■ Aim: Rewrite the listing below, substituting "trace" for every occurrence of "outline" and leaving everything else unchanged. Omit the pictures from your output.

====== Stored records ======

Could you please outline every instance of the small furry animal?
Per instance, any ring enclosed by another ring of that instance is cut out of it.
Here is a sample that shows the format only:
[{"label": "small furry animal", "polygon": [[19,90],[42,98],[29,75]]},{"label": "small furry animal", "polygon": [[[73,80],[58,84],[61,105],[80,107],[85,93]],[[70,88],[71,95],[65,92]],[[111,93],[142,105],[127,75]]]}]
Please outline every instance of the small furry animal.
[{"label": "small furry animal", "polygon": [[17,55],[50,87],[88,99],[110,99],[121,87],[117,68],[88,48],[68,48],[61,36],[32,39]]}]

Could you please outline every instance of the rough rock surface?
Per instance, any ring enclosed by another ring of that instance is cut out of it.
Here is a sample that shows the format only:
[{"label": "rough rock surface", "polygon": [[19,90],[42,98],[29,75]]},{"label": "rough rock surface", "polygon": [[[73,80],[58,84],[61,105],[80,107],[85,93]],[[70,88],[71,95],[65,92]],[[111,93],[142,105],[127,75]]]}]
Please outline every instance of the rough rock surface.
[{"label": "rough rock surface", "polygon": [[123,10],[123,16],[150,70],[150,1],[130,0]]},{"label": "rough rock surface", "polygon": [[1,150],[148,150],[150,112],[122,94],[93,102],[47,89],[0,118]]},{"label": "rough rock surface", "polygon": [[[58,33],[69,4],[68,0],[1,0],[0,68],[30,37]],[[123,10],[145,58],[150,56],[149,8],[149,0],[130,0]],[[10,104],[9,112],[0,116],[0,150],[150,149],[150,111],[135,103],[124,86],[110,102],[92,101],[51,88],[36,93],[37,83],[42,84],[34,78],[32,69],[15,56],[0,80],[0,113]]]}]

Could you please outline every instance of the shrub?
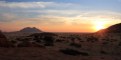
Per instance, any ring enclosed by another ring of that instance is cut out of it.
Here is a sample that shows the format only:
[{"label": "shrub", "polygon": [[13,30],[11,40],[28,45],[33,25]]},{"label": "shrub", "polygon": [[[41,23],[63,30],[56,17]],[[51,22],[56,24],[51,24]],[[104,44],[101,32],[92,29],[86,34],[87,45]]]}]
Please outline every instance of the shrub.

======

■ Response to the exercise:
Could you please trace every instance of the small furry animal?
Per instance, any ring enclosed by another ring of that instance is cut out of it.
Here is a sample that shows the format only:
[{"label": "small furry animal", "polygon": [[19,90],[42,98],[29,75]]},{"label": "small furry animal", "polygon": [[[73,80],[58,84],[61,105],[80,107],[85,93]],[[70,88],[71,95],[65,92]],[[111,93],[142,105],[127,75]]]}]
Please trace every instance of the small furry animal.
[{"label": "small furry animal", "polygon": [[17,55],[50,87],[88,99],[110,99],[121,87],[117,68],[88,48],[68,48],[61,36],[32,39]]}]

Could you please trace every instance of the rough rock surface?
Per instance, any ring enclosed by another ring of that instance is cut out of it.
Here is a sample that shows the format only:
[{"label": "rough rock surface", "polygon": [[19,90],[42,98],[29,75]]},{"label": "rough rock surface", "polygon": [[[73,80],[58,84],[61,105],[80,107],[85,93]],[[70,88],[71,95],[65,92]],[[111,93],[142,105],[127,75]]]}]
Please trace every instance of the rough rock surface.
[{"label": "rough rock surface", "polygon": [[123,10],[123,16],[150,70],[150,1],[130,0]]},{"label": "rough rock surface", "polygon": [[1,150],[148,150],[150,112],[122,94],[93,102],[47,89],[0,118]]},{"label": "rough rock surface", "polygon": [[[58,33],[69,4],[68,0],[1,0],[0,68],[30,37]],[[123,10],[145,58],[150,56],[149,8],[149,0],[130,0]],[[10,104],[9,112],[0,116],[0,150],[150,149],[150,111],[135,103],[124,86],[110,102],[92,101],[51,88],[36,93],[37,83],[42,84],[34,78],[32,69],[15,56],[0,80],[0,113]]]}]

Could you please trace every instance of the shrub?
Per instance, any ring enclosed by another ring of that instance is cut out of it.
Here is a sample that shows the format only:
[{"label": "shrub", "polygon": [[13,30],[11,40],[28,45],[33,25]]},{"label": "shrub", "polygon": [[[41,23],[63,30],[56,17]],[[51,22],[56,24],[51,24]],[[104,44],[101,32],[92,29],[86,34],[87,45]]]}]
Please trace every instance of the shrub.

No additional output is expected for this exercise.